** Requirements **
#1 Answer these from the passage on the film "Tre":
(a) Who stays home while Gabe and Nina are away at work?
(b) Where does Byler say the two characters are left alone living?
(c) What does Wolter say is not being glorified in the film?
#2 Write out the part of the passage on the film "Tre" that starts with "Byler and Wolter" and goes on through "being glorified here.", word for word.

** Page text **
But while Gabe and Nina are away at work, Tre and Kakela stay home. Their relationship is strained at first, as they bicker with each other. But as Tre becomes attracted to his best friend's fiancée, he and Kakela choose not to acknowledge the presence of this potential bomb.
The lack of true emotional language between them threatens, by film's end, to burst into a potentially violent confrontation.
"It was important for these characters to be isolated," Byler said, "the two of them left alone, living in the country mountains. It's essential to them facing their problems as people with no distractions around them."
Byler and Wolter have created what they think is an apt dilemma for men and women of their generation, "where social and political chaos is added into the mix. Our parents believed in the American recipes for success and happiness, and it generally didn't work. We're the first generation where a lot of divorces isn't as big a thing as before. So we're wondering, where does marriage fit into our own lives?"
Wolter said "Tre" expresses their angst and sinking sense of doubt about the validity of the long-term relationship: "This film is not about finally finding the love of your life. It's about those other ones, the ones that taught you, all the relationships that were messy, messier and messiest. Even though we now know how bad they were, they're part of our growth. Love is not being glorified here.
"Eric and I are really proud of this film. It's a different film from what I first envisioned -- the characters have changed, they're more rich and more flawed -- and there are more transitions that they go through."

** Data lines **
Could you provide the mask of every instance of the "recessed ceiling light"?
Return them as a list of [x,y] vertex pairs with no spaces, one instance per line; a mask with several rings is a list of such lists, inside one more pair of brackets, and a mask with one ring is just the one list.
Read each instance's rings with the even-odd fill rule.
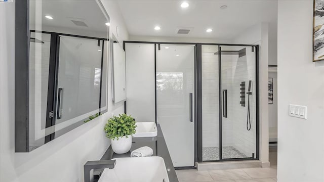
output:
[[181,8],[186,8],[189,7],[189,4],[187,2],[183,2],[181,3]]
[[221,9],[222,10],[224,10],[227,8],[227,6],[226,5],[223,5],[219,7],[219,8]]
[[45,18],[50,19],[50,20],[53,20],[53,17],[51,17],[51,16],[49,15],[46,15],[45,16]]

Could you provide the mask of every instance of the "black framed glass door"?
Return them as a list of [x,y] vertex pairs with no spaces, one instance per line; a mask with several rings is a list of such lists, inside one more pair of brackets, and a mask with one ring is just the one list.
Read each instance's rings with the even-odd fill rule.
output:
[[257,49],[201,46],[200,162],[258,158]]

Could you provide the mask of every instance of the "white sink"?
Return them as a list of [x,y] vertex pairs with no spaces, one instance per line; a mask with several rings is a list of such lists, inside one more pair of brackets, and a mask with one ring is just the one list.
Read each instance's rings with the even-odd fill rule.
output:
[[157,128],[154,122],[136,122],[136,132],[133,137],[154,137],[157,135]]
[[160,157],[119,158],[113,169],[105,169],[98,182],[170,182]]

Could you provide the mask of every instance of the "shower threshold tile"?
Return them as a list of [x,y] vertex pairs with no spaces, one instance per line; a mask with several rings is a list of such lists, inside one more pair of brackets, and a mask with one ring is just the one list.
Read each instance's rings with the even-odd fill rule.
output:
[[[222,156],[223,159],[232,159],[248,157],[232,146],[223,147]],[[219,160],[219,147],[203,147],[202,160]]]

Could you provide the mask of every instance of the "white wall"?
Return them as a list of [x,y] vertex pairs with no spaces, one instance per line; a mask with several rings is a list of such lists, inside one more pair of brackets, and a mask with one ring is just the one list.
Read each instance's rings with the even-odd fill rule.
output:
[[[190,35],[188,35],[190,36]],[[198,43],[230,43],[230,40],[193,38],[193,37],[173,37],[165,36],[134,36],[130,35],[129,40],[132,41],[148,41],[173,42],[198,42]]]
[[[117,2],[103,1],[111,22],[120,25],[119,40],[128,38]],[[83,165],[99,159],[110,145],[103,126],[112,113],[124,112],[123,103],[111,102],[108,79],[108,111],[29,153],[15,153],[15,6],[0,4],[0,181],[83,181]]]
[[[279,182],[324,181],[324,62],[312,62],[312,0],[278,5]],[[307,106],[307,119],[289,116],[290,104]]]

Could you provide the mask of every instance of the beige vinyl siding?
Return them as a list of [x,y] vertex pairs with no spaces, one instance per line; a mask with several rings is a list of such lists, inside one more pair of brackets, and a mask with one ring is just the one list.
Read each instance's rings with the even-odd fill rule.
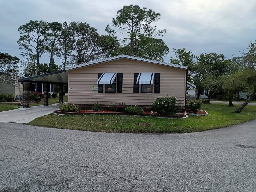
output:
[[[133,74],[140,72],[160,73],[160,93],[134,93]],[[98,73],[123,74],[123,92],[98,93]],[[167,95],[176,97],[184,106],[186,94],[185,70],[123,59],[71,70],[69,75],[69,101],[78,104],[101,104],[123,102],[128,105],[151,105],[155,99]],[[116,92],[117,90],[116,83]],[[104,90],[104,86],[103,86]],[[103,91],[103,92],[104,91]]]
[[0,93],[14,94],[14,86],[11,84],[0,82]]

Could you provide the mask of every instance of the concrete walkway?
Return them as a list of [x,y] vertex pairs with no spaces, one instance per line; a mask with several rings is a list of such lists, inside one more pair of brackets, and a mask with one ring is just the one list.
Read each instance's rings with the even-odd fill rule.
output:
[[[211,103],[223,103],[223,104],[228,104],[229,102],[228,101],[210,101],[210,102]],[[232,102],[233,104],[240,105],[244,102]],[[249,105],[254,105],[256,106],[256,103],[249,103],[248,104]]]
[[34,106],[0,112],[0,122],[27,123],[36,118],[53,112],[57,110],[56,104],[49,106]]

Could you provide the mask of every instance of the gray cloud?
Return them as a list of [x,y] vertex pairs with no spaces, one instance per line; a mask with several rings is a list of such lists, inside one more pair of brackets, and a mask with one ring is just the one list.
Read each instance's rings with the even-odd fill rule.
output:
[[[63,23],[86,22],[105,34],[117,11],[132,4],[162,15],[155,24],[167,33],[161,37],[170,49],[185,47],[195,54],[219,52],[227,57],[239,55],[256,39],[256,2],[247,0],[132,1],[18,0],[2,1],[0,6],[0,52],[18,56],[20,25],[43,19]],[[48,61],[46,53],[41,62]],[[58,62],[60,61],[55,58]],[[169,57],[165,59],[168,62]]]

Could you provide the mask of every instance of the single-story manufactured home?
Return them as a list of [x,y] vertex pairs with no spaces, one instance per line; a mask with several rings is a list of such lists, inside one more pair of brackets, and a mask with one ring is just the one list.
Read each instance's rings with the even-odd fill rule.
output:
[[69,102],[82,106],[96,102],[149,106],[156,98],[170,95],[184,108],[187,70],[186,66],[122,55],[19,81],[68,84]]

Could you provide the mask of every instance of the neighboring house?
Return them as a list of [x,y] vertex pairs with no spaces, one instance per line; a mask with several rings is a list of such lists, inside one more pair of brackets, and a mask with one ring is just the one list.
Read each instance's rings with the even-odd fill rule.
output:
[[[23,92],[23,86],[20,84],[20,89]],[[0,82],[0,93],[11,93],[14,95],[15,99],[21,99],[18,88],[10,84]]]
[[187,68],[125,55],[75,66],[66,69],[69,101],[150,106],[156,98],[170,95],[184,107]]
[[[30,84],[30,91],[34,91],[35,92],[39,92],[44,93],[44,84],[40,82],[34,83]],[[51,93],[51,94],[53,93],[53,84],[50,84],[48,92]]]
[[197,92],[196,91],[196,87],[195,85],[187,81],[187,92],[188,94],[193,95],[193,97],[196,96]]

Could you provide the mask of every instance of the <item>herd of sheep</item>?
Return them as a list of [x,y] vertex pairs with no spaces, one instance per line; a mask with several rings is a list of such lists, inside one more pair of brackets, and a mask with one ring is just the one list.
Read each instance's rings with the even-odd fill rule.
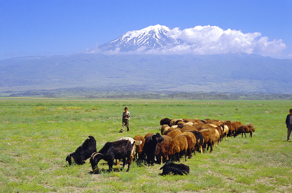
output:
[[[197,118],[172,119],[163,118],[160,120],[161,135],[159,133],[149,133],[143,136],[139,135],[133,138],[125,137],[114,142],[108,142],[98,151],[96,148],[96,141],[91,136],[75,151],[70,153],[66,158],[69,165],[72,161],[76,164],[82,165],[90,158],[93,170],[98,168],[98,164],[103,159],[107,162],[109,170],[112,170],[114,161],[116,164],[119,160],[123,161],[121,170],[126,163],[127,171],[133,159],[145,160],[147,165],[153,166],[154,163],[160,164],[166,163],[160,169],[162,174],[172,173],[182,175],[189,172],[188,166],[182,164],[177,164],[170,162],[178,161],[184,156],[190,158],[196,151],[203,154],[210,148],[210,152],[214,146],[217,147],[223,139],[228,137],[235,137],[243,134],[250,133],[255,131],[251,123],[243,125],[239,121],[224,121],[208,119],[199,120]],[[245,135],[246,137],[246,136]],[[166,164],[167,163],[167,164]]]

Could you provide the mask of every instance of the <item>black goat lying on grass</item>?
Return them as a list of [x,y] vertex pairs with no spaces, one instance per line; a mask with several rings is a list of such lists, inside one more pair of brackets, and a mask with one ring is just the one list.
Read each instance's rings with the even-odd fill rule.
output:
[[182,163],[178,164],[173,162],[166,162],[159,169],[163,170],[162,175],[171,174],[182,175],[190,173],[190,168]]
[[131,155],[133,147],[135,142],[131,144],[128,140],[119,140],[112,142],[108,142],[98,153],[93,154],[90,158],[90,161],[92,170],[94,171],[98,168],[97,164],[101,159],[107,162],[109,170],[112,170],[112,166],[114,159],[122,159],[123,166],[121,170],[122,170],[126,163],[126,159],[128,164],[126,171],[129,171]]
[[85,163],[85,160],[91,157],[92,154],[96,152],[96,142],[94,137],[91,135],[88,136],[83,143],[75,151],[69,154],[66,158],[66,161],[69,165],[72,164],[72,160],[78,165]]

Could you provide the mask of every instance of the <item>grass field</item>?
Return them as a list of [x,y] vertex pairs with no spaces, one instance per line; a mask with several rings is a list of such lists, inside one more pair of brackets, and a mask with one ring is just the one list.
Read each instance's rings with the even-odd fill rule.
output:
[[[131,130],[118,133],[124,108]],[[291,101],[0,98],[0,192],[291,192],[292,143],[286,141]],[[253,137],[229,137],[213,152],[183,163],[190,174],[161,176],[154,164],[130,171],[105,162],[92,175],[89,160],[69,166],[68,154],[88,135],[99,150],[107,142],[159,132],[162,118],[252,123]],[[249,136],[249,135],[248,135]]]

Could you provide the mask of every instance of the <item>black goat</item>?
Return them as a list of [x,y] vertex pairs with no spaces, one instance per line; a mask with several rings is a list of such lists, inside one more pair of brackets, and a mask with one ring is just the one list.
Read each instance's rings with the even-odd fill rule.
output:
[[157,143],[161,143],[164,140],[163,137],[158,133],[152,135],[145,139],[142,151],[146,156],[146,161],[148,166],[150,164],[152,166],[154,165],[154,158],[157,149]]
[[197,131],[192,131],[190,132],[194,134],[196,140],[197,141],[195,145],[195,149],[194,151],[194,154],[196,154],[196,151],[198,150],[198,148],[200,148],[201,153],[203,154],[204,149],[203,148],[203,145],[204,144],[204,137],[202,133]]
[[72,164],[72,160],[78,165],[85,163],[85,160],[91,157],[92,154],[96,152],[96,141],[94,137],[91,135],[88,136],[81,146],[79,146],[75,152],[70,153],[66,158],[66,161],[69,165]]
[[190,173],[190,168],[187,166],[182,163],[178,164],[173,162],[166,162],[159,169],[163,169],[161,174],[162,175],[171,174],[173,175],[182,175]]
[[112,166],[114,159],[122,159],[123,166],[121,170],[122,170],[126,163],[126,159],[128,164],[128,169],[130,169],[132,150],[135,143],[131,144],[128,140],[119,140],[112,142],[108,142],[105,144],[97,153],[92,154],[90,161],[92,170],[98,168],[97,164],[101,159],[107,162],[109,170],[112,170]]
...
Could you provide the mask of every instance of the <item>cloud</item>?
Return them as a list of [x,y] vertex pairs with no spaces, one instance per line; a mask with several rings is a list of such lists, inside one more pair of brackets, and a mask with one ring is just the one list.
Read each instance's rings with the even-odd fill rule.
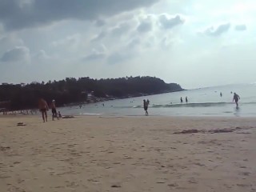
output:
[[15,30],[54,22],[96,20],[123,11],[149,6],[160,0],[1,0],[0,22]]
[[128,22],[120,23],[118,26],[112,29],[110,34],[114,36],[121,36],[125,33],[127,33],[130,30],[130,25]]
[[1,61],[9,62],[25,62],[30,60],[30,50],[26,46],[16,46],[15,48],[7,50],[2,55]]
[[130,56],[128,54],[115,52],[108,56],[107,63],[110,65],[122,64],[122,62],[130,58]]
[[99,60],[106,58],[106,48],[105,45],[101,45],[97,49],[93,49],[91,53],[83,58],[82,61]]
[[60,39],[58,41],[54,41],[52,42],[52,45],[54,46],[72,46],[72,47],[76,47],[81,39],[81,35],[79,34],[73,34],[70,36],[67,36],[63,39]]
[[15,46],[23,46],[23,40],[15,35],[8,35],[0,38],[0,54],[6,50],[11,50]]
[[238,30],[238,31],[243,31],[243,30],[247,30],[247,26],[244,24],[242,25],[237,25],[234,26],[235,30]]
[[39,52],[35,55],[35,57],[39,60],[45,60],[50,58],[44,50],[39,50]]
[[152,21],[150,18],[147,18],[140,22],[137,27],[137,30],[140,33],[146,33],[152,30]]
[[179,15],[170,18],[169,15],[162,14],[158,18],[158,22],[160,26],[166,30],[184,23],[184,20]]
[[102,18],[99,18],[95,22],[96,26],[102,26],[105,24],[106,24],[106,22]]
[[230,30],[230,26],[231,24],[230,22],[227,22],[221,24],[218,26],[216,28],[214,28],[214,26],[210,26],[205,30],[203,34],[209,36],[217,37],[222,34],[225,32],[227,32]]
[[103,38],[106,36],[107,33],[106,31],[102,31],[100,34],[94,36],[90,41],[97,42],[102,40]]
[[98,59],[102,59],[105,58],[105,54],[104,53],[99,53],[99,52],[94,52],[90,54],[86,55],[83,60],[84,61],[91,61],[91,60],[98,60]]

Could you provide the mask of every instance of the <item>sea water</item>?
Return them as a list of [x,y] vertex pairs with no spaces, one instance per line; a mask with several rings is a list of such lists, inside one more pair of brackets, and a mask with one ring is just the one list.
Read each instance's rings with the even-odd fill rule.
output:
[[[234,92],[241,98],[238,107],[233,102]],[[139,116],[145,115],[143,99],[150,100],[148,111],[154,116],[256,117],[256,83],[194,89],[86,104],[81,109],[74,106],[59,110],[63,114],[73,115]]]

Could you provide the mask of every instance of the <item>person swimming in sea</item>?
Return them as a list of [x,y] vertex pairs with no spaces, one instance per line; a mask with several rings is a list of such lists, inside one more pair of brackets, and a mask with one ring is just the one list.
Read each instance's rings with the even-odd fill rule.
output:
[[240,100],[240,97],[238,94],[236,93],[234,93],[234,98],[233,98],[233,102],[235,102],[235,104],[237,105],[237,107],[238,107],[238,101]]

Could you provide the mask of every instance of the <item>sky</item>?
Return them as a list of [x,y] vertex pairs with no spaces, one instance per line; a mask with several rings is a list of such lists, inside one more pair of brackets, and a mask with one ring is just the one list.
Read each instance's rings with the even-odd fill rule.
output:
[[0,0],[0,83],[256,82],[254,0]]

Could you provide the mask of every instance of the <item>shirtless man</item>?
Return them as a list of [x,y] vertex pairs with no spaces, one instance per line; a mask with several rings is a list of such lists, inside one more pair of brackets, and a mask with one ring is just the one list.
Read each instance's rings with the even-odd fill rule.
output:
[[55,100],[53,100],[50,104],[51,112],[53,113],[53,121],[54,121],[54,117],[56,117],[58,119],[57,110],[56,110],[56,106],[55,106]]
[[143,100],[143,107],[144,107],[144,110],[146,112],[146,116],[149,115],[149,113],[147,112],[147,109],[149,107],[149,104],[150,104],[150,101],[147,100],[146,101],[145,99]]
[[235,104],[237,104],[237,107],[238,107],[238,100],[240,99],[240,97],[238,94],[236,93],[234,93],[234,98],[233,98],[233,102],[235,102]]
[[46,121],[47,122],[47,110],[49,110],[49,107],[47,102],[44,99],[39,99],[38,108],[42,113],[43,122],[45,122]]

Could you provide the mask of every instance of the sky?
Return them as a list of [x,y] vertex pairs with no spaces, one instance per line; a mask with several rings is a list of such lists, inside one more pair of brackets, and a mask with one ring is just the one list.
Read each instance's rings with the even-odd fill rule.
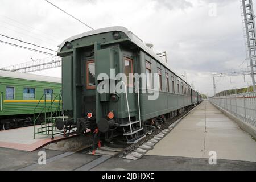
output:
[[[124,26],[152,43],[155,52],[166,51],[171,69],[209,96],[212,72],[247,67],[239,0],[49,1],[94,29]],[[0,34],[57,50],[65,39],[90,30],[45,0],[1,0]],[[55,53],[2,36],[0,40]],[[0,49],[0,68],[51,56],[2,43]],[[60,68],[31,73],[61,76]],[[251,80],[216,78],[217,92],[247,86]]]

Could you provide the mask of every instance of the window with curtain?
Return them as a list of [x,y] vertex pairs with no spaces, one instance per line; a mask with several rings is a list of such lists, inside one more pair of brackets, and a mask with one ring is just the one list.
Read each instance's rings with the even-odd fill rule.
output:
---
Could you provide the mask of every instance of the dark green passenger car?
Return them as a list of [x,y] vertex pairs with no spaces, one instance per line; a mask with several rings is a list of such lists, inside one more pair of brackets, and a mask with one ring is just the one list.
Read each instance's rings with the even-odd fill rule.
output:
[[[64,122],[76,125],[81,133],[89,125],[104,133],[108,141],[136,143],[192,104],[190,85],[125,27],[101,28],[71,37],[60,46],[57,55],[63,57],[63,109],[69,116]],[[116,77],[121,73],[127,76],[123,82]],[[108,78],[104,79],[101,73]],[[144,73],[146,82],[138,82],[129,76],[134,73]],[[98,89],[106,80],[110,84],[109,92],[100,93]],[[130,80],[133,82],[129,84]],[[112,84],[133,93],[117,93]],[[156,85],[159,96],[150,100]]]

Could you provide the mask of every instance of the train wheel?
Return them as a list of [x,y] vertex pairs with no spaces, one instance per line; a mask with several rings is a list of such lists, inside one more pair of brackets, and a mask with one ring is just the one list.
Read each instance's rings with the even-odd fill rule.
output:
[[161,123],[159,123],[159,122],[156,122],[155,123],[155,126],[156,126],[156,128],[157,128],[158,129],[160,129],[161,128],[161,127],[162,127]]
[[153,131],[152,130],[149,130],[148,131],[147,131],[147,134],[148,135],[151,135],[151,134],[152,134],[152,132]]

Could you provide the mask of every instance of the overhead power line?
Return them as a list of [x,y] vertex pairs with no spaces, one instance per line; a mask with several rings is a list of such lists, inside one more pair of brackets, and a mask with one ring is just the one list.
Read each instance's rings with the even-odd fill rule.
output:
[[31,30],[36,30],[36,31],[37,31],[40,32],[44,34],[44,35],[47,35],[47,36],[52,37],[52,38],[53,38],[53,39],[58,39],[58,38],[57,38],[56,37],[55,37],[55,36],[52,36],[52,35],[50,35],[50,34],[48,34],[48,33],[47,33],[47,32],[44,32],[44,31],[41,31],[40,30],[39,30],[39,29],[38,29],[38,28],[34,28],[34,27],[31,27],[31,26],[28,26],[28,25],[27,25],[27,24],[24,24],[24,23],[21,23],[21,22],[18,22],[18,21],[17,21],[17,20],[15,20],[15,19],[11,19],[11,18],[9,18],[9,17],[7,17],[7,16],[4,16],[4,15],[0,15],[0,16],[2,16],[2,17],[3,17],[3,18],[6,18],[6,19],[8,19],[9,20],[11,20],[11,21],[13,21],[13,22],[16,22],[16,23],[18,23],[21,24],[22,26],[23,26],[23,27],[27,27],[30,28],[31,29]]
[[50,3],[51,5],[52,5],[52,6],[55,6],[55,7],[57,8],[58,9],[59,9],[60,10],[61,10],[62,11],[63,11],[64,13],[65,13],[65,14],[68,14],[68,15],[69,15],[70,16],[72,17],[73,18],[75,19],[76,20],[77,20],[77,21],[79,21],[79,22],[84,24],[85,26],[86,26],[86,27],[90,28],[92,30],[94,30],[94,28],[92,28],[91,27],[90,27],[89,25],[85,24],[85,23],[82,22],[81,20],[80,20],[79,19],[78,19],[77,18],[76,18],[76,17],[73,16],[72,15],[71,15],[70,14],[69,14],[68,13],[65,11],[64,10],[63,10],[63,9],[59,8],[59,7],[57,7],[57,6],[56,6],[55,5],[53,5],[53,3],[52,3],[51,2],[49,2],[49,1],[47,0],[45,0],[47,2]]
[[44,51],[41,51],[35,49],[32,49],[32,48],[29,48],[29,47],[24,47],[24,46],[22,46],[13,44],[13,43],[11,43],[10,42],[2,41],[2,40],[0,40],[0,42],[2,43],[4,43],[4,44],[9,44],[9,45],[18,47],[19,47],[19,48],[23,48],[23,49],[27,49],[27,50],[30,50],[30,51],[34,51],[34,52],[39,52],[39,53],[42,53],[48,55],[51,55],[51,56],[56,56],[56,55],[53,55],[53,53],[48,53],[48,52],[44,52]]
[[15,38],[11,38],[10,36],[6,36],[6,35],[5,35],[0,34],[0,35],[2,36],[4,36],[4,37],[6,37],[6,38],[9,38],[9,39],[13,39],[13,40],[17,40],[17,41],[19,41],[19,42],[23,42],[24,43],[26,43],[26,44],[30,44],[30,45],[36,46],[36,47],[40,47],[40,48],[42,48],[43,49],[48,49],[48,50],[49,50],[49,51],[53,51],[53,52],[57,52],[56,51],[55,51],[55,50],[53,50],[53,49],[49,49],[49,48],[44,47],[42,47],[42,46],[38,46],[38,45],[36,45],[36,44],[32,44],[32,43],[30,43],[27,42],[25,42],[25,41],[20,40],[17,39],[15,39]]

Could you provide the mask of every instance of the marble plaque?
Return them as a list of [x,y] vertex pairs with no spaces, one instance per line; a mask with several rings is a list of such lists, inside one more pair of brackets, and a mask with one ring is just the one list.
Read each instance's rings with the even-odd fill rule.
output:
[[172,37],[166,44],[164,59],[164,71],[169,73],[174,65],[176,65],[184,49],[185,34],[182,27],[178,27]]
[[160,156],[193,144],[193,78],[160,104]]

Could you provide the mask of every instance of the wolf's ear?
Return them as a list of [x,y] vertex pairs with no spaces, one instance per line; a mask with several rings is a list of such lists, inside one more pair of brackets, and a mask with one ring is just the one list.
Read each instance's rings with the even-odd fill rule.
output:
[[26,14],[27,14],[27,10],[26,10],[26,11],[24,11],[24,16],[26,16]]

** Solutions below **
#1
(a) Tre and Kakela
(b) In the country mountains
(c) Love

#2
Byler and Wolter have created what they think is an apt dilemma for men and women of their generation, "where social and political chaos is added into the mix. Our parents believed in the American recipes for success and happiness, and it generally didn't work. We're the first generation where a lot of divorces isn't as big a thing as before. So we're wondering, where does marriage fit into our own lives?"
Wolter said "Tre" expresses their angst and sinking sense of doubt about the validity of the long-term relationship: "This film is not about finally finding the love of your life. It's about those other ones, the ones that taught you, all the relationships that were messy, messier and messiest. Even though we now know how bad they were, they're part of our growth. Love is not being glorified here.